Rewrite the records below, putting "formatted example" in place of every "formatted sample" and keeping everything else the same. Omit the pictures from your version.

## Supplied entries
** BEGIN **
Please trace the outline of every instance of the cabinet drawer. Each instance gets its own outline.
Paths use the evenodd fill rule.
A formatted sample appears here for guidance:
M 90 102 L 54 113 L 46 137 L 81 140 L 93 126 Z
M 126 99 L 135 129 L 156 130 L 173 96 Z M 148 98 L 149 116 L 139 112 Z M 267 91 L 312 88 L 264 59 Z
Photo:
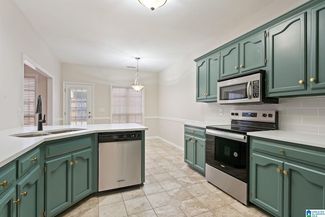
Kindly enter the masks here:
M 45 145 L 45 158 L 68 153 L 88 147 L 93 143 L 92 136 L 63 139 L 60 141 L 48 143 Z
M 0 194 L 13 185 L 16 179 L 16 164 L 12 162 L 0 169 Z
M 39 148 L 37 148 L 18 158 L 17 160 L 18 166 L 17 178 L 20 178 L 22 174 L 29 169 L 39 164 Z
M 185 133 L 205 138 L 205 129 L 203 128 L 185 126 Z
M 253 152 L 270 153 L 286 159 L 325 166 L 325 152 L 262 140 L 252 140 Z

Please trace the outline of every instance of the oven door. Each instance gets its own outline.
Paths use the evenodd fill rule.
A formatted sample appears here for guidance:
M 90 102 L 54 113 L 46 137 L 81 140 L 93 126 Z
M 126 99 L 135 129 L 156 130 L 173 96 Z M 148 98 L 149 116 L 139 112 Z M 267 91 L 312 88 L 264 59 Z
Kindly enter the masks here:
M 207 129 L 206 138 L 206 163 L 247 183 L 247 136 Z

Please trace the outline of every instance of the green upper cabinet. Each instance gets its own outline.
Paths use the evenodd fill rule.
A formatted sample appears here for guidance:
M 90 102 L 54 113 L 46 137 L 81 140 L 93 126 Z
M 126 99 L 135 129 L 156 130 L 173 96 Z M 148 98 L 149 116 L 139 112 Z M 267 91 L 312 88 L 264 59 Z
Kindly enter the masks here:
M 217 101 L 219 52 L 197 62 L 197 102 Z
M 220 51 L 220 78 L 239 73 L 239 45 L 236 44 Z
M 325 3 L 311 10 L 311 63 L 310 88 L 312 92 L 325 89 Z
M 246 72 L 266 66 L 266 32 L 263 31 L 239 43 L 240 73 Z
M 294 95 L 289 92 L 306 89 L 306 19 L 304 12 L 269 29 L 270 97 Z
M 220 51 L 220 78 L 266 66 L 265 33 L 255 34 Z

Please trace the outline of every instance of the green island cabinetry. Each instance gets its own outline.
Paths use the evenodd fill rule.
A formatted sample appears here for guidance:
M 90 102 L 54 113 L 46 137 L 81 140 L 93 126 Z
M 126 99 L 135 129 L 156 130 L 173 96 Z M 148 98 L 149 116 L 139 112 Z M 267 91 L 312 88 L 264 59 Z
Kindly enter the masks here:
M 92 193 L 93 135 L 44 145 L 46 216 L 64 210 Z
M 205 174 L 205 129 L 185 126 L 184 161 Z
M 266 37 L 263 31 L 221 50 L 220 78 L 265 67 Z
M 0 171 L 0 216 L 42 216 L 40 149 L 22 155 Z
M 219 63 L 218 52 L 197 62 L 197 102 L 217 101 Z
M 325 208 L 323 148 L 250 137 L 249 200 L 276 216 Z

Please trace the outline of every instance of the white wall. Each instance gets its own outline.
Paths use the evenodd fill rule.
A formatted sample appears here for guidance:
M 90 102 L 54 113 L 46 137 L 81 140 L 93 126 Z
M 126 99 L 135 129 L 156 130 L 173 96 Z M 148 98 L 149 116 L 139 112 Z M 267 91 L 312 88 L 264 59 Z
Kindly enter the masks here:
M 0 2 L 0 130 L 22 125 L 23 53 L 54 76 L 53 119 L 61 117 L 60 63 L 11 0 Z
M 110 122 L 110 85 L 131 85 L 136 76 L 136 70 L 112 69 L 62 63 L 62 81 L 94 84 L 94 123 Z M 157 135 L 157 74 L 139 72 L 145 84 L 145 123 L 149 128 L 146 136 Z M 99 112 L 104 108 L 105 112 Z
M 220 29 L 215 39 L 194 50 L 174 64 L 162 70 L 159 74 L 158 105 L 159 108 L 157 136 L 172 144 L 184 147 L 184 126 L 186 120 L 216 121 L 229 123 L 226 114 L 234 106 L 220 106 L 215 103 L 196 102 L 196 63 L 193 59 L 224 44 L 242 35 L 281 16 L 302 5 L 306 0 L 277 0 L 254 14 L 243 20 L 238 20 L 234 27 Z M 220 22 L 222 20 L 216 20 Z M 199 29 L 198 29 L 199 30 Z M 312 133 L 324 133 L 325 117 L 324 97 L 282 99 L 277 106 L 254 106 L 255 109 L 270 108 L 280 111 L 280 129 Z M 311 99 L 312 115 L 307 114 L 309 109 L 299 107 Z M 317 103 L 317 102 L 320 102 Z M 222 116 L 218 115 L 219 108 L 224 109 Z M 238 106 L 237 106 L 238 107 Z M 240 108 L 244 108 L 248 107 Z M 297 109 L 299 108 L 297 110 Z M 314 122 L 313 122 L 314 121 Z M 306 131 L 304 129 L 306 129 Z

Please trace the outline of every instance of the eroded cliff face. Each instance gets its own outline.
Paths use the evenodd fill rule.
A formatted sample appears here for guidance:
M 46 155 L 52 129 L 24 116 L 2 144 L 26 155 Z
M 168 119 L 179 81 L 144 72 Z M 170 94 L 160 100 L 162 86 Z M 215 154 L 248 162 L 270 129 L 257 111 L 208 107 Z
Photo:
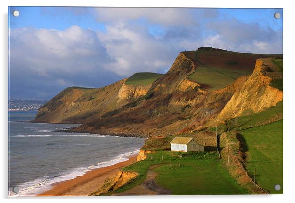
** END **
## Task solution
Please trace the outline of every instance of the cabinet drawer. Each instance gets its own outline.
Paths use the evenodd fill rule.
A formatted example appears here for guidance:
M 90 102 L 54 113 L 46 137 L 81 140 L 93 126 Z
M 126 99 L 135 129 L 156 130 L 173 96 Z M 148 98 L 149 116 L 139 112 Z M 267 91 L 312 88 L 264 59 Z
Photo:
Kindly enter the masks here:
M 45 145 L 45 158 L 68 153 L 88 147 L 93 143 L 92 136 L 63 139 L 60 141 L 48 143 Z
M 0 194 L 13 185 L 16 179 L 16 164 L 12 162 L 0 169 Z
M 39 148 L 37 148 L 18 158 L 17 160 L 18 166 L 17 178 L 20 178 L 22 174 L 29 169 L 39 164 Z
M 185 133 L 205 138 L 205 129 L 203 128 L 185 126 Z
M 253 152 L 270 153 L 286 159 L 325 166 L 325 152 L 262 140 L 252 140 Z

Please trace the outline of every instance of the oven door. Each instance gets its own outline.
Paths use the evenodd fill rule.
A formatted example appears here for guidance:
M 90 102 L 54 113 L 46 137 L 81 140 L 93 126 Z
M 126 99 L 135 129 L 156 130 L 173 96 Z M 148 98 L 149 116 L 139 112 Z M 267 91 L 312 88 L 264 59 Z
Kindly enter the masks here:
M 207 129 L 206 138 L 206 163 L 247 183 L 247 136 Z

Please trace the outline of every instance of the green upper cabinet. Each instance gets its own outline.
Paths use the evenodd fill rule.
A formatted example appears here for guidance:
M 90 102 L 54 113 L 46 137 L 81 140 L 93 126 Z
M 126 99 L 135 129 L 156 130 L 173 96 Z M 148 98 L 149 116 L 139 112 Z M 267 91 L 312 88 L 264 59 Z
Kindly enter the masks here:
M 217 101 L 219 52 L 197 62 L 197 102 Z
M 220 51 L 220 78 L 239 73 L 239 45 L 236 44 Z
M 325 3 L 311 10 L 311 63 L 310 88 L 312 92 L 325 89 Z
M 246 72 L 266 66 L 266 32 L 263 31 L 239 43 L 240 73 Z
M 294 95 L 289 92 L 306 89 L 306 19 L 304 12 L 269 29 L 270 97 Z
M 220 51 L 220 78 L 266 66 L 265 33 L 255 34 Z

Please trace the outline of every instance of the green island cabinetry. Each instance gets its own outline.
Paths use the evenodd fill rule.
A formatted example appears here for guidance:
M 90 102 L 54 113 L 46 137 L 81 140 L 93 126 Z
M 126 99 L 135 129 L 156 130 L 173 96 Z M 148 98 L 149 116 L 139 112 Z M 267 91 L 312 88 L 264 59 Z
Kindly enter the masks here:
M 92 193 L 93 135 L 44 145 L 46 216 L 64 210 Z
M 205 174 L 205 129 L 185 126 L 184 161 Z
M 266 37 L 263 31 L 221 50 L 220 78 L 265 67 Z
M 0 171 L 0 216 L 42 216 L 40 149 L 22 155 Z
M 219 63 L 218 52 L 197 62 L 197 102 L 217 101 Z
M 325 208 L 323 148 L 250 137 L 249 200 L 276 216 Z

Please trace the outline of every instance of the white wall. Each instance gets its own outline.
Paths use the evenodd fill rule.
A formatted example appears here for guidance:
M 90 102 L 54 113 L 46 137 L 81 140 L 93 126 Z
M 126 99 L 135 129 L 156 130 L 173 96 Z M 148 98 L 149 116 L 139 112 Z M 267 91 L 312 88 L 264 59 Z
Kindly enter the masks here:
M 0 2 L 0 130 L 22 125 L 23 53 L 54 76 L 53 119 L 61 117 L 60 63 L 11 0 Z
M 110 122 L 110 85 L 131 85 L 136 76 L 136 70 L 112 69 L 62 63 L 62 81 L 94 84 L 94 123 Z M 157 135 L 157 74 L 139 72 L 145 84 L 145 123 L 149 128 L 146 136 Z M 99 112 L 104 108 L 105 112 Z
M 220 29 L 215 39 L 194 50 L 174 64 L 162 70 L 159 74 L 158 105 L 159 108 L 157 136 L 172 144 L 184 147 L 184 126 L 186 120 L 216 121 L 229 123 L 226 114 L 234 106 L 220 106 L 215 103 L 196 102 L 196 63 L 193 59 L 224 44 L 242 35 L 281 16 L 302 5 L 306 0 L 277 0 L 254 14 L 243 20 L 238 20 L 234 27 Z M 220 22 L 222 20 L 216 20 Z M 199 29 L 198 29 L 199 30 Z M 312 133 L 324 133 L 325 117 L 324 97 L 282 99 L 277 106 L 254 106 L 255 109 L 270 108 L 280 111 L 280 129 Z M 311 99 L 312 115 L 307 114 L 309 109 L 299 107 Z M 317 103 L 317 102 L 320 102 Z M 222 116 L 218 115 L 219 108 L 224 109 Z M 238 106 L 237 106 L 238 107 Z M 240 108 L 244 108 L 248 107 Z M 297 109 L 299 108 L 297 110 Z M 314 122 L 313 122 L 314 121 Z M 306 131 L 304 129 L 306 129 Z

Please trace the outline of every instance of the eroded cliff face. Each instance gets its own outline.
Paths use the evenodd fill rule.
A formatted example appears here for guidance:
M 46 155 L 52 129 L 24 116 L 2 144 L 26 155 Z
M 168 119 L 179 81 L 144 72 Z M 170 94 L 160 100 L 162 86 Z M 215 154 L 248 162 L 270 129 L 257 111 L 208 107 Z
Photo:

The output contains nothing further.